SELECTED EXCERPT.
—————

Suppose you want to study whether there is a correlation between 2 sets of data. To do this we compute the **Pearson product-moment correlation coefficient**, which is a measure of the correlation (linear dependence) between two variables X and Y; then we compute the value of a t-test to study the significance of the **Pearson coefficient R**. We can use this test when the data follow a Gaussian distribution.

A new test to measure IQ is subjected to 10 volunteers. You want to see if there is a correlation between the new experimental test and the classical test, in order to replace the old test with the new test. These the values:

Old test: 15, 21, 25, 26, 30, 30, 22, 29, 19, 16

New test: 55, 56, 89, 67, 84, 89, 99, 62, 83, 88

The software R has a single function, easily recalled, which gives us directly the value of the Pearson coefficient and the t-statistical test for checking the significance of the coefficient:

a = c(15, 21, 25, 26, 30, 30, 22, 29, 19, 16)

—————

RECORDED INFORMATION.
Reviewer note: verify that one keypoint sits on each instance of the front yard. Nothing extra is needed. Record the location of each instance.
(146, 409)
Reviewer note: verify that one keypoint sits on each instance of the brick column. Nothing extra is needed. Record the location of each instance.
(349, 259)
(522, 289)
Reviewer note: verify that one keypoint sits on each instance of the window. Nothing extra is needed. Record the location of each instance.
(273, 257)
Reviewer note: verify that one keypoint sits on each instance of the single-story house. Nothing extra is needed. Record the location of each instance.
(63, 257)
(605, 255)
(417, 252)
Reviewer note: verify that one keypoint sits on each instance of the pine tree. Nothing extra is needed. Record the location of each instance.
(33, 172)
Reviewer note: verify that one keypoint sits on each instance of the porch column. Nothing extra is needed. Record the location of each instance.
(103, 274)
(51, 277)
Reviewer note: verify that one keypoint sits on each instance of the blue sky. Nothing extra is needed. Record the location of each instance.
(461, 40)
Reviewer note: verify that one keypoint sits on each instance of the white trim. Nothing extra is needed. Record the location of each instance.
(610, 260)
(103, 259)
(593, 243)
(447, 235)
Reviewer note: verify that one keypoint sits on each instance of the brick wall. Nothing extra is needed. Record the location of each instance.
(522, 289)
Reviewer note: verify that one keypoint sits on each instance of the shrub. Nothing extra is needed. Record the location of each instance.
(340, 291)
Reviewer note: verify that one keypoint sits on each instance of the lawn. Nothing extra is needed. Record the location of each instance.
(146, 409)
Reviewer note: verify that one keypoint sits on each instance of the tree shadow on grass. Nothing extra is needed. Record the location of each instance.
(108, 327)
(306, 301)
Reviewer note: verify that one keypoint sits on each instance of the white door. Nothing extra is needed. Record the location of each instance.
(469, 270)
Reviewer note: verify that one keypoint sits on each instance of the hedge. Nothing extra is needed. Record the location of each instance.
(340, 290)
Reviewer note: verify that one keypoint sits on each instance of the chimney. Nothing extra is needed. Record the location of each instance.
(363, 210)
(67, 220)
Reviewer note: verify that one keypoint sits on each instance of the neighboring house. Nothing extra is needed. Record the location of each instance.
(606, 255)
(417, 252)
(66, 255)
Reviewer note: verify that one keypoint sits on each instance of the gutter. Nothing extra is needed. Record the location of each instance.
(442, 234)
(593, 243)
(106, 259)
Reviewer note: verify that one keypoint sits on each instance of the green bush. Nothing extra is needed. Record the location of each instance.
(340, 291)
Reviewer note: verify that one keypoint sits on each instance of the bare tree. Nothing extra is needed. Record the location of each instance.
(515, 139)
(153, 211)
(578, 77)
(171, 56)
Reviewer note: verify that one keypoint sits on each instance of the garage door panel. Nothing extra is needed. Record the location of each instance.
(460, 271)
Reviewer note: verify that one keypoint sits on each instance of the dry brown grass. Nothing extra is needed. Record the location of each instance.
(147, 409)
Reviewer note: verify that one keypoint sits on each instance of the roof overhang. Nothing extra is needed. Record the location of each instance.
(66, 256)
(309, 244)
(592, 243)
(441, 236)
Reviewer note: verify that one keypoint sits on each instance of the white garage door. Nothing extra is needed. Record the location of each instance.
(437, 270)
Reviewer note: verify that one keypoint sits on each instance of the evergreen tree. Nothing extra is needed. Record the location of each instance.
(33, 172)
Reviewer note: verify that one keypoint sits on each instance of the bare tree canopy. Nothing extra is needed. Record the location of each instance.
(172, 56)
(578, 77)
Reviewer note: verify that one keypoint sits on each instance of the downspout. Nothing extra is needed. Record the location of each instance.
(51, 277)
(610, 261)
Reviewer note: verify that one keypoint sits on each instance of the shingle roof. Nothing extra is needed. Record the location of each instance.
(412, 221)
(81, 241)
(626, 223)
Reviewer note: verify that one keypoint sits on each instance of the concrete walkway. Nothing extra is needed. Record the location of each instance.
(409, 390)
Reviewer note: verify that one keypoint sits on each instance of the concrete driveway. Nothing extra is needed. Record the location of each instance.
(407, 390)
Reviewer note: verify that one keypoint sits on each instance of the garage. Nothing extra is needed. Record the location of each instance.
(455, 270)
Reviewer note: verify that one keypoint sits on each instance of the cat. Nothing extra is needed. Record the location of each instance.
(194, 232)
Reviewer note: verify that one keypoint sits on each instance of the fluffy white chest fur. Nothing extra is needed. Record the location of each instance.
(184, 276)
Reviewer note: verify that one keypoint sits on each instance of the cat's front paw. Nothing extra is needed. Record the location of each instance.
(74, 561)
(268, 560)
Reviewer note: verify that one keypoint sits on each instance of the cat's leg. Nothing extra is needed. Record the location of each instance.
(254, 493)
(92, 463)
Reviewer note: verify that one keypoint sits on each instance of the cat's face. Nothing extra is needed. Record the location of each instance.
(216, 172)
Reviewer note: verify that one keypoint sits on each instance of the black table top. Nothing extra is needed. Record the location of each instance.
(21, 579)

—————

WHAT THE TASK ASKS. Summarize the passage on the Pearson correlation coefficient in two sentences. None of the lines is needed for this work.

FULL OUTPUT. To study whether two sets of data are correlated, one computes the Pearson product-moment correlation coefficient, a measure of the linear dependence between two variables, and then a t-test of its significance, a test usable when the data follow a Gaussian distribution. In the worked example, 10 volunteers take both a new IQ test and the classical one to see whether the two correlate so the new can replace the old, and the software R has a single function that gives the coefficient and the t-test directly.